Exercise brief
Reproduce the lines below word for word, from the first one through the line containing "point(180, 240)". Leave the pictures out.

Records supplied
* * * * * * *

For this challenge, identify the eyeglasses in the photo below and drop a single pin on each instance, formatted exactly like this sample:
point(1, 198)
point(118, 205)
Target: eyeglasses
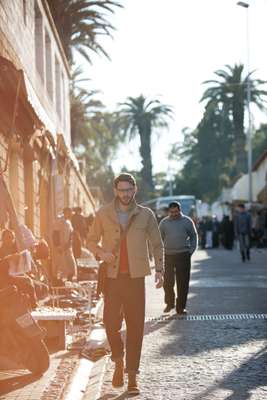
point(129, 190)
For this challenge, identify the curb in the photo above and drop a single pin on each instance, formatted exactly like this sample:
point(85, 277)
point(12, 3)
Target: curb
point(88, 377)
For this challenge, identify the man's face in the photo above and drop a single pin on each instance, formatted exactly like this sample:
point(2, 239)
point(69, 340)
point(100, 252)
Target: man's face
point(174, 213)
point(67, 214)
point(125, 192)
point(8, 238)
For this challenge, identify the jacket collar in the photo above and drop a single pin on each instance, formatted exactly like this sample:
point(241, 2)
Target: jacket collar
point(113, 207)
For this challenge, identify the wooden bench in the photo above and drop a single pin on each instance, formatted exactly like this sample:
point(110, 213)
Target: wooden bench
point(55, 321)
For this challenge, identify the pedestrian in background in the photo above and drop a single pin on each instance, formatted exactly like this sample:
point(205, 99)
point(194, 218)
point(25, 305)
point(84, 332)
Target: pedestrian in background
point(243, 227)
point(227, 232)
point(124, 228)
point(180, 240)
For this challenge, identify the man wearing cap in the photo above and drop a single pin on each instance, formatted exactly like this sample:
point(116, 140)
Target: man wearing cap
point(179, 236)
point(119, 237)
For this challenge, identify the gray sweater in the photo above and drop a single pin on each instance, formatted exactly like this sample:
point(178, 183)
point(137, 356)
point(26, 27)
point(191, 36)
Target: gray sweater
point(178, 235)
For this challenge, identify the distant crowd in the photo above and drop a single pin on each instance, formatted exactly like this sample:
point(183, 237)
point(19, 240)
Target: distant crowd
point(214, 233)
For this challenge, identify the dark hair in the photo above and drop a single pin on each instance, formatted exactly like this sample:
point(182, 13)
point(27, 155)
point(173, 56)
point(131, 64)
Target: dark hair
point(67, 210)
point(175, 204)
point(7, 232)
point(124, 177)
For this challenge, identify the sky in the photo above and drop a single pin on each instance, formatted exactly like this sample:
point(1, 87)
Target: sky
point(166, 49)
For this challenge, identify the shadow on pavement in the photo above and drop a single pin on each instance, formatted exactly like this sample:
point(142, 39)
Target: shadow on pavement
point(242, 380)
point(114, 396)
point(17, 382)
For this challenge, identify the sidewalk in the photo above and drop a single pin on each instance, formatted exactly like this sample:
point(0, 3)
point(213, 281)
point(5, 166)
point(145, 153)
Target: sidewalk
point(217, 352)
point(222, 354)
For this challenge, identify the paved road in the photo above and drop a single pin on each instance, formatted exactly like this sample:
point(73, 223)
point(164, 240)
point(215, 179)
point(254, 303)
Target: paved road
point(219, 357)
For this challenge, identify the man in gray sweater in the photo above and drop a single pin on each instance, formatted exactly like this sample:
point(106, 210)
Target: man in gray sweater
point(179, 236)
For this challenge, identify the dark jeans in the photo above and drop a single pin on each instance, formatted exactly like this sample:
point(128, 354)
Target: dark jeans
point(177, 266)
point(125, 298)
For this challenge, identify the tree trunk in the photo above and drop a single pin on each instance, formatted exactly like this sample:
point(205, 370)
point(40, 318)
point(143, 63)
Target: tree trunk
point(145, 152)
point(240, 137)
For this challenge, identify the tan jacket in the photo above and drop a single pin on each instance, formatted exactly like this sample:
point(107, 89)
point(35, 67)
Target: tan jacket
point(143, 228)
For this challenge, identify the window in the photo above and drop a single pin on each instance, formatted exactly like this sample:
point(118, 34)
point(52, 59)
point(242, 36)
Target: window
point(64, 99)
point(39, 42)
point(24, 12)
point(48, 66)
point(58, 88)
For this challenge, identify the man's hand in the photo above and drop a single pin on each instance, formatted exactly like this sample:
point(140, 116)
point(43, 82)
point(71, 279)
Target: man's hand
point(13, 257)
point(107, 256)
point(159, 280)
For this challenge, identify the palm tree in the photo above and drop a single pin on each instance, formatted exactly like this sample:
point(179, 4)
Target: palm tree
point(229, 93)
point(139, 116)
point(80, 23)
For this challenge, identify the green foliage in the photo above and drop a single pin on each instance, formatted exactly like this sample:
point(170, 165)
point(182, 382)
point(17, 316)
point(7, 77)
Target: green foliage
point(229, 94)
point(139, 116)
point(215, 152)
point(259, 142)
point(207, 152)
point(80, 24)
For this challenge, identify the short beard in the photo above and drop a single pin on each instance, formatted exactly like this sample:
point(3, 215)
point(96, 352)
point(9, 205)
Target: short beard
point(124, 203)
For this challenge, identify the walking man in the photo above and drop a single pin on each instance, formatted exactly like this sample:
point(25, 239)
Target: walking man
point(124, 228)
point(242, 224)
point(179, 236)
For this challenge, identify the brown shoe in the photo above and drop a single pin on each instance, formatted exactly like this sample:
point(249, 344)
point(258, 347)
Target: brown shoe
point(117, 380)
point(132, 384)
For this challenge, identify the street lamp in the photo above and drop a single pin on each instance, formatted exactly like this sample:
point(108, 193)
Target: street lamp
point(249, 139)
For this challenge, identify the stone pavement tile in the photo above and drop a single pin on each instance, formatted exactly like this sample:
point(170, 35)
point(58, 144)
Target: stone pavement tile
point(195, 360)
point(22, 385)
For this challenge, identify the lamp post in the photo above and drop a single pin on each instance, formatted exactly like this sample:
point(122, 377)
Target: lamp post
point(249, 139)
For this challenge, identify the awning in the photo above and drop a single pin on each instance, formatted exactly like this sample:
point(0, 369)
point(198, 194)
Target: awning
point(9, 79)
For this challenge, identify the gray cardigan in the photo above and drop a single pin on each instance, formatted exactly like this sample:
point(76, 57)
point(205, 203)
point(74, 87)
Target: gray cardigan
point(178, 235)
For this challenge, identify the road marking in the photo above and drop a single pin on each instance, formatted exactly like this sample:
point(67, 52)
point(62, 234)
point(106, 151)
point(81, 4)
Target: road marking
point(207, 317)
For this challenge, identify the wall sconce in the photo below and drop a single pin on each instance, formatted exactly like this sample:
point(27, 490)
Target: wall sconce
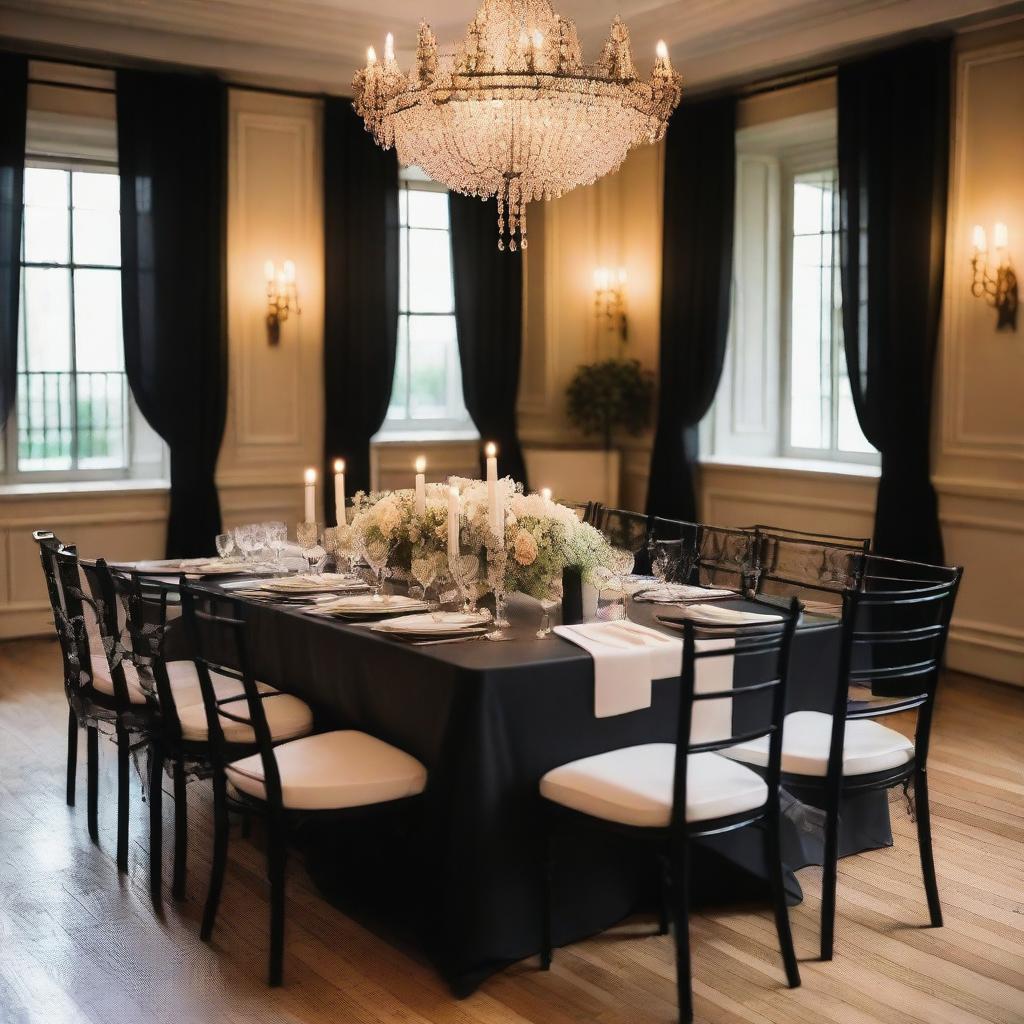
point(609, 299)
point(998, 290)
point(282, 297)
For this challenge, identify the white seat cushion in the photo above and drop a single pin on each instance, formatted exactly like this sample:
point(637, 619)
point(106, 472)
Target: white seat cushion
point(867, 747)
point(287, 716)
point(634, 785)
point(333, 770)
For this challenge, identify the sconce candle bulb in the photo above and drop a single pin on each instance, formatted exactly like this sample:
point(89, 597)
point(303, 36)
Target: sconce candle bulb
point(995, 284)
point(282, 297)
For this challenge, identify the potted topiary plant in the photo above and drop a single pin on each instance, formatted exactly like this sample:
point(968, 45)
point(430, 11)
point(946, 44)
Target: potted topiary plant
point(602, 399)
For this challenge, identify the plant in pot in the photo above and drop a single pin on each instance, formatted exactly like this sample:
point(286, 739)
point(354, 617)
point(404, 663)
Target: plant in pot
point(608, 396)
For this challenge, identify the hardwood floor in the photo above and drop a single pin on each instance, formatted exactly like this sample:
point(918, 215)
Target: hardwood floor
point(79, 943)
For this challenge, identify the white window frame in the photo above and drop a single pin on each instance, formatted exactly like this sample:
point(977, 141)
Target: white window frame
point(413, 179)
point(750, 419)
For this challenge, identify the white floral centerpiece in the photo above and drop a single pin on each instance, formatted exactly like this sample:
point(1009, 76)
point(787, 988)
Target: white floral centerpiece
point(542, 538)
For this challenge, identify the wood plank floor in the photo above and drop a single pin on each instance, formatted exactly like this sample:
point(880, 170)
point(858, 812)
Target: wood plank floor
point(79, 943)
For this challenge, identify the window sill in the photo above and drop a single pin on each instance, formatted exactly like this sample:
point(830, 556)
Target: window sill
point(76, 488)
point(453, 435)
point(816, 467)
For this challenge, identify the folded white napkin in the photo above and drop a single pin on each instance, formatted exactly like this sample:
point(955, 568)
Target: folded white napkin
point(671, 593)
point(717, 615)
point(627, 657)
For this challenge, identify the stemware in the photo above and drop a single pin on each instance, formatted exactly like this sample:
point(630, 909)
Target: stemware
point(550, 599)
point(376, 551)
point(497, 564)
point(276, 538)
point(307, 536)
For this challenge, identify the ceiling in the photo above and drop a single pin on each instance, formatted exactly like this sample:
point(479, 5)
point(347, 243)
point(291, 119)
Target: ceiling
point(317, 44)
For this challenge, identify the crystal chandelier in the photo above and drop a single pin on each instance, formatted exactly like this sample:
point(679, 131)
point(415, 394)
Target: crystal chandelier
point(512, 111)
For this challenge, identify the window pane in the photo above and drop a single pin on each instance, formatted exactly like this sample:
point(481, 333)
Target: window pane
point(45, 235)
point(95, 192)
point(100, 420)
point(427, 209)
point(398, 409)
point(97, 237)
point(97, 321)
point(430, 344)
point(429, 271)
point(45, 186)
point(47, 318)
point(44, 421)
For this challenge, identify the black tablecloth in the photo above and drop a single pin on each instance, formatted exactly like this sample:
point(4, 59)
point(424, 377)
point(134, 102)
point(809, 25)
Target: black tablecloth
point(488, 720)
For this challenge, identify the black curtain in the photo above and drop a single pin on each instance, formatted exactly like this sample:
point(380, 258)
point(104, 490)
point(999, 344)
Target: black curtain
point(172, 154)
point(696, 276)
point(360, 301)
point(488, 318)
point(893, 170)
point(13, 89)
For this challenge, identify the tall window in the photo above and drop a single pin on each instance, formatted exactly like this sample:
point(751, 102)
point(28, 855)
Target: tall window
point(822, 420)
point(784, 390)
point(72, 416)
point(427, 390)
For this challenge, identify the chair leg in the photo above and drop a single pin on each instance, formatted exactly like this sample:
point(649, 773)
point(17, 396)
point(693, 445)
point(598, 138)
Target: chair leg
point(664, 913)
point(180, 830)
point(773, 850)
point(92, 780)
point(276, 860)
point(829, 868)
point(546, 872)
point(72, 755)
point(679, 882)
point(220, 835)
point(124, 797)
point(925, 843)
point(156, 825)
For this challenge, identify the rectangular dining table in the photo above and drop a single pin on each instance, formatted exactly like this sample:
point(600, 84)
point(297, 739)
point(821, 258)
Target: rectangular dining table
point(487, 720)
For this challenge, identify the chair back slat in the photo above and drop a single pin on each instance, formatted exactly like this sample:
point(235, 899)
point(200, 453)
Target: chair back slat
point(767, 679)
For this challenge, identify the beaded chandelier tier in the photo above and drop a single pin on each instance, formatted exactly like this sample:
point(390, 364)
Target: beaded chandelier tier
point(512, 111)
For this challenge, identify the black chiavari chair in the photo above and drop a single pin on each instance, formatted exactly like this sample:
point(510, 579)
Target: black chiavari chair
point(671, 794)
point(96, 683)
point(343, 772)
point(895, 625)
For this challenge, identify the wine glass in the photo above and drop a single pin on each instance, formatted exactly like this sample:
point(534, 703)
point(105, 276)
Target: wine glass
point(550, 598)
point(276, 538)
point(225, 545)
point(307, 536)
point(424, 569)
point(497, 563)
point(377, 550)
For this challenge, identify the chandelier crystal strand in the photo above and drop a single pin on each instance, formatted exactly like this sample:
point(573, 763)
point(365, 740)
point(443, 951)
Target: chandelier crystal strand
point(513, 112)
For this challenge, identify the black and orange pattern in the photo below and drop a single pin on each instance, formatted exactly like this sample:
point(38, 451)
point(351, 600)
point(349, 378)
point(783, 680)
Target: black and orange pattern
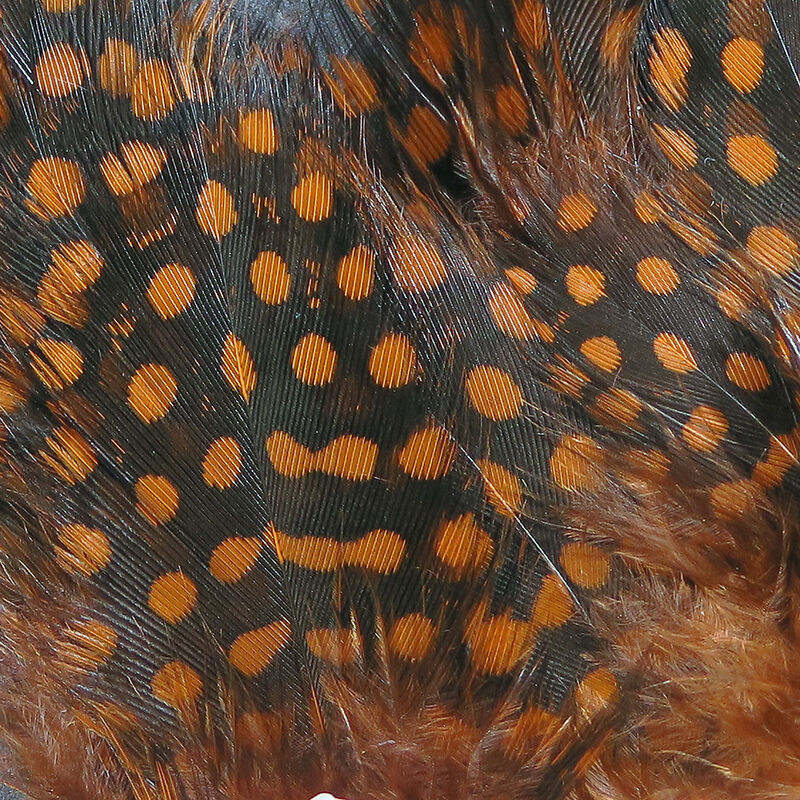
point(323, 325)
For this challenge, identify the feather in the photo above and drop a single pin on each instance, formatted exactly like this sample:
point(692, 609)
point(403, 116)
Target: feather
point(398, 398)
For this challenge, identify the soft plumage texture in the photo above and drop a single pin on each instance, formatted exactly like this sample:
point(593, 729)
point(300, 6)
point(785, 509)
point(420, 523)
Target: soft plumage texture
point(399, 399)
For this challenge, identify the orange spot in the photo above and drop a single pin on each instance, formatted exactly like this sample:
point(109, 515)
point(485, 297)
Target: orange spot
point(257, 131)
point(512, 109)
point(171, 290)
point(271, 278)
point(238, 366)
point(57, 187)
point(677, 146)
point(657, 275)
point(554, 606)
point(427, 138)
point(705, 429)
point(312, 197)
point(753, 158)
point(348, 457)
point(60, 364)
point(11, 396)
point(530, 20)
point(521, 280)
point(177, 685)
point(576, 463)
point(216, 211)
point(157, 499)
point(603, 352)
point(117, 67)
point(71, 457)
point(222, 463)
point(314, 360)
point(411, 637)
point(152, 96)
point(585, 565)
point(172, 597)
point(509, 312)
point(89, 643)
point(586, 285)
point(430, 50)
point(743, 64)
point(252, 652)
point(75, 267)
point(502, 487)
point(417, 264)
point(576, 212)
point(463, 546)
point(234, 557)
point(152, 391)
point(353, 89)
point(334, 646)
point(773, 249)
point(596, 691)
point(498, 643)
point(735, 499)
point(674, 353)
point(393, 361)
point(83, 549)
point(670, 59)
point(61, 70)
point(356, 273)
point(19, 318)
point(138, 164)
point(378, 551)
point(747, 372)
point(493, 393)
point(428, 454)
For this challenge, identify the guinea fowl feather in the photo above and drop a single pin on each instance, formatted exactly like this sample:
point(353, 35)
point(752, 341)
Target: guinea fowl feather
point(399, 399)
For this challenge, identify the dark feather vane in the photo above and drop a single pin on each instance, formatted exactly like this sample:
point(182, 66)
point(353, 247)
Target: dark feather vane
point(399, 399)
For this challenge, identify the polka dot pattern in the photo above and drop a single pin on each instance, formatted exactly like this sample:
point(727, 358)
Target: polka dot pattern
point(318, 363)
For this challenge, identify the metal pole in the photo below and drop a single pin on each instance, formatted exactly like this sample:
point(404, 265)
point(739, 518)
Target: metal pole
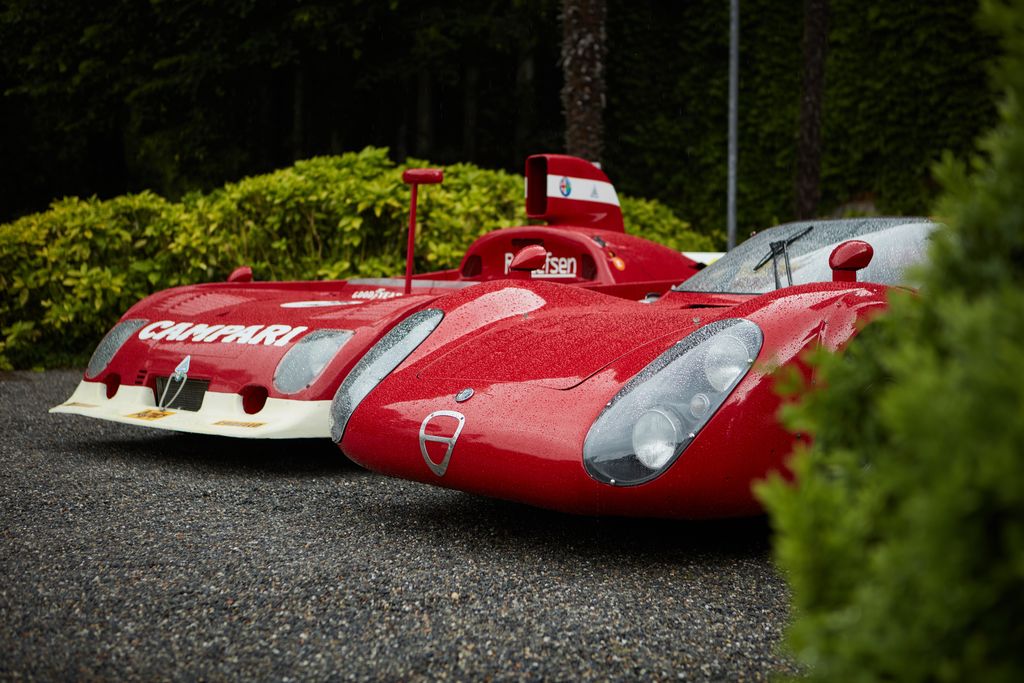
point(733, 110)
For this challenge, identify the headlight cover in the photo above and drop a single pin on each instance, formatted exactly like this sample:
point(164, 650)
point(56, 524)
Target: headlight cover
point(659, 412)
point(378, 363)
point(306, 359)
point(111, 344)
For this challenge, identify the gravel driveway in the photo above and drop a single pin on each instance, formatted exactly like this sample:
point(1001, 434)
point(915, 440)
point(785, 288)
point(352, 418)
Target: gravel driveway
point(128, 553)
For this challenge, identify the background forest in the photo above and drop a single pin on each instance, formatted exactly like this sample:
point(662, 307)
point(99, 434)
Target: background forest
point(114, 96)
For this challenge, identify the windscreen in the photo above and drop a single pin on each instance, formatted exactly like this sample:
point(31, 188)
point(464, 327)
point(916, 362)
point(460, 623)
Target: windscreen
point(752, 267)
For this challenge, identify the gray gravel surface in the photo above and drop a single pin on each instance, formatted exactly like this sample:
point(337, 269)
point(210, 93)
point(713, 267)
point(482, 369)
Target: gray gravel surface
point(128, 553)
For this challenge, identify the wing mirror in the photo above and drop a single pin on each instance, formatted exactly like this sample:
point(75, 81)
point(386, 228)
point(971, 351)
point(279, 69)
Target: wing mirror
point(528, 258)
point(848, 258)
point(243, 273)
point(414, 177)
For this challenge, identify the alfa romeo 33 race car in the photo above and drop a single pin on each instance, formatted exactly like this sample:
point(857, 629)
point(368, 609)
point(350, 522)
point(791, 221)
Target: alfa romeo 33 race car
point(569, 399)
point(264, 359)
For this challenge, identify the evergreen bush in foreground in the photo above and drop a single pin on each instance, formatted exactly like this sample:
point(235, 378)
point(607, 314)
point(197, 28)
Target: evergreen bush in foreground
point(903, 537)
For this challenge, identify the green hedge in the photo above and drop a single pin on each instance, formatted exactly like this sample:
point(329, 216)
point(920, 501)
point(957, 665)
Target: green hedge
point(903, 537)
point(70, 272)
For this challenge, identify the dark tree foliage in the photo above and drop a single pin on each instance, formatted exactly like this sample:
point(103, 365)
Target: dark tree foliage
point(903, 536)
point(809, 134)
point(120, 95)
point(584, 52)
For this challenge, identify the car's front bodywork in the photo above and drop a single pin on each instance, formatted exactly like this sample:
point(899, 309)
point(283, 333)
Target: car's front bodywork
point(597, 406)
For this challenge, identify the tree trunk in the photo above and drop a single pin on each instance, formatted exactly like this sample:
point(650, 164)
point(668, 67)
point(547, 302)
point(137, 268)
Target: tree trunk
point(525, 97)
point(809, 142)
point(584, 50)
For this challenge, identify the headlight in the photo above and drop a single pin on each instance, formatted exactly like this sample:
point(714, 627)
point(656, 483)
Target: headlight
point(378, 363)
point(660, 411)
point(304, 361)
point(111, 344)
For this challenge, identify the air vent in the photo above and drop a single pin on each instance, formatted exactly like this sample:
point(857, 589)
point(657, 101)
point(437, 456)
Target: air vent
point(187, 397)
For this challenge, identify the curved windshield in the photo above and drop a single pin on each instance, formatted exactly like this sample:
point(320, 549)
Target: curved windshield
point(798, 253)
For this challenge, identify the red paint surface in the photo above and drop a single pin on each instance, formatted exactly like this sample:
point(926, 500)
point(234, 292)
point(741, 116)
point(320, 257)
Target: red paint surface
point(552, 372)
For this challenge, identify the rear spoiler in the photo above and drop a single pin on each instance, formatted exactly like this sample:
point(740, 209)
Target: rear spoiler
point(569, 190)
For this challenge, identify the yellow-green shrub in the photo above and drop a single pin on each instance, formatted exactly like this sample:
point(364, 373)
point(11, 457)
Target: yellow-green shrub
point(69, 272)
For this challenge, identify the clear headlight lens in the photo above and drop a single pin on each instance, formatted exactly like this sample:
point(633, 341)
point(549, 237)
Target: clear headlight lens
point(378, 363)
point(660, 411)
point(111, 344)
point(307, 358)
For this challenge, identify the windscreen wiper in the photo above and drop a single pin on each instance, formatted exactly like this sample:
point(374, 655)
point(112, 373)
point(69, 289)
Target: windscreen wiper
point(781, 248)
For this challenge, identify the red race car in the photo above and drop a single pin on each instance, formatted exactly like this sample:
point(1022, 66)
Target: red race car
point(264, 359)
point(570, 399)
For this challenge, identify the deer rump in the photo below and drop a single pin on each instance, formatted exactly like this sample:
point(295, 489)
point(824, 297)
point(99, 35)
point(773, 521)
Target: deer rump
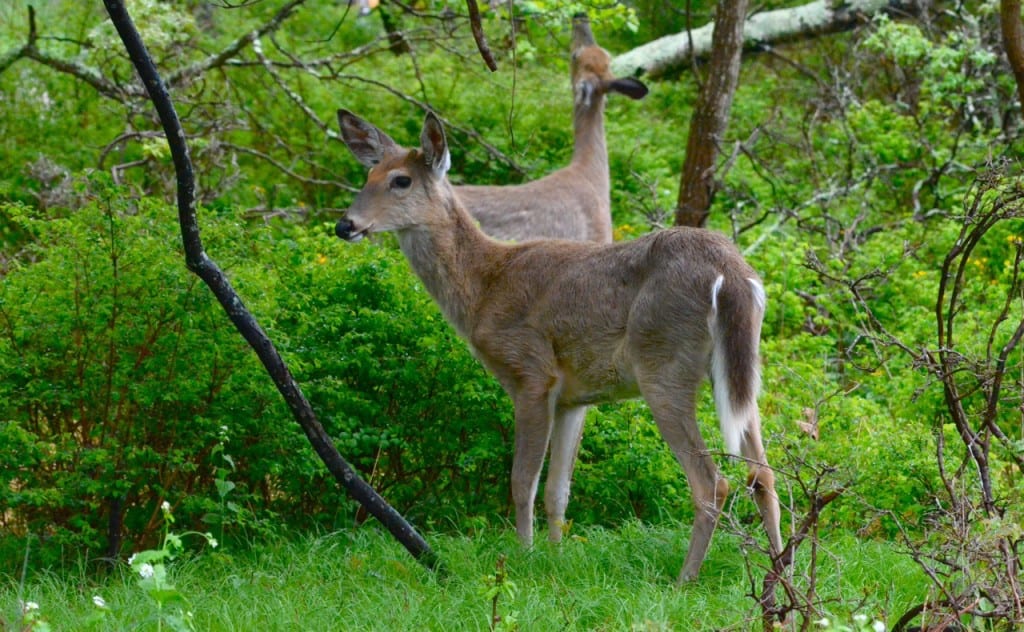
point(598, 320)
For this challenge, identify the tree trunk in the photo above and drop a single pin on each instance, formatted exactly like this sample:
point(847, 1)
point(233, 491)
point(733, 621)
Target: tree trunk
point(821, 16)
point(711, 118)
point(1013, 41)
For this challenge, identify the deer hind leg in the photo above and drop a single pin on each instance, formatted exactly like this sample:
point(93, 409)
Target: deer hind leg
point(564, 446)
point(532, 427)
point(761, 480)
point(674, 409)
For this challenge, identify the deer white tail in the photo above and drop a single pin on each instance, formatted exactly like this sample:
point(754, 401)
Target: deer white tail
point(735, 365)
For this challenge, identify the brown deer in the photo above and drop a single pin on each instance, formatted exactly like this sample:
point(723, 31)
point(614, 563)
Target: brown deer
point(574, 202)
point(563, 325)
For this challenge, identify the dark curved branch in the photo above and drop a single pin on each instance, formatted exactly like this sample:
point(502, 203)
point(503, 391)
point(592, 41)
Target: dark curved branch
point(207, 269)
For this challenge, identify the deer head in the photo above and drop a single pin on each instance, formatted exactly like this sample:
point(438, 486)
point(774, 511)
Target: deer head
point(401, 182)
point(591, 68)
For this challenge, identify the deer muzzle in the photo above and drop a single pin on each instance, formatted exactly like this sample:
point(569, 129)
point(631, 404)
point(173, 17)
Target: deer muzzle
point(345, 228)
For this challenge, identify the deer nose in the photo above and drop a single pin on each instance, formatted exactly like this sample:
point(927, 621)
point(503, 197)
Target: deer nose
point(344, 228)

* * * * * * *

Exercise output
For this challenge, identify the eyeglasses in the photo below and drop a single pin on each instance, formatted exactly like this sample:
point(1, 198)
point(118, 205)
Target: eyeglasses
point(129, 190)
For this challenge, identify the curb in the photo above and drop a single pin on each instance, formatted exactly like this sample:
point(85, 277)
point(12, 3)
Target: curb
point(88, 377)
For this challenge, identify the man's face in the photo above and drop a single pin on each instance, formatted exactly like this sample:
point(2, 239)
point(69, 340)
point(100, 252)
Target: man's face
point(174, 213)
point(67, 214)
point(125, 192)
point(8, 238)
For this challenge, identify the jacket collar in the photo above and drop a single pin on each instance, formatted exactly like this sample:
point(241, 2)
Target: jacket collar
point(113, 207)
For this challenge, identify the wooden bench in the photo above and drop a single pin on each instance, formatted exactly like this sample:
point(110, 213)
Target: wooden bench
point(55, 321)
For this challenge, identify the pedestrian in background in the photo above and drop a single pin on each instance, formatted exactly like this sample:
point(205, 99)
point(194, 218)
point(25, 305)
point(84, 332)
Target: pedestrian in background
point(243, 227)
point(227, 232)
point(124, 228)
point(180, 240)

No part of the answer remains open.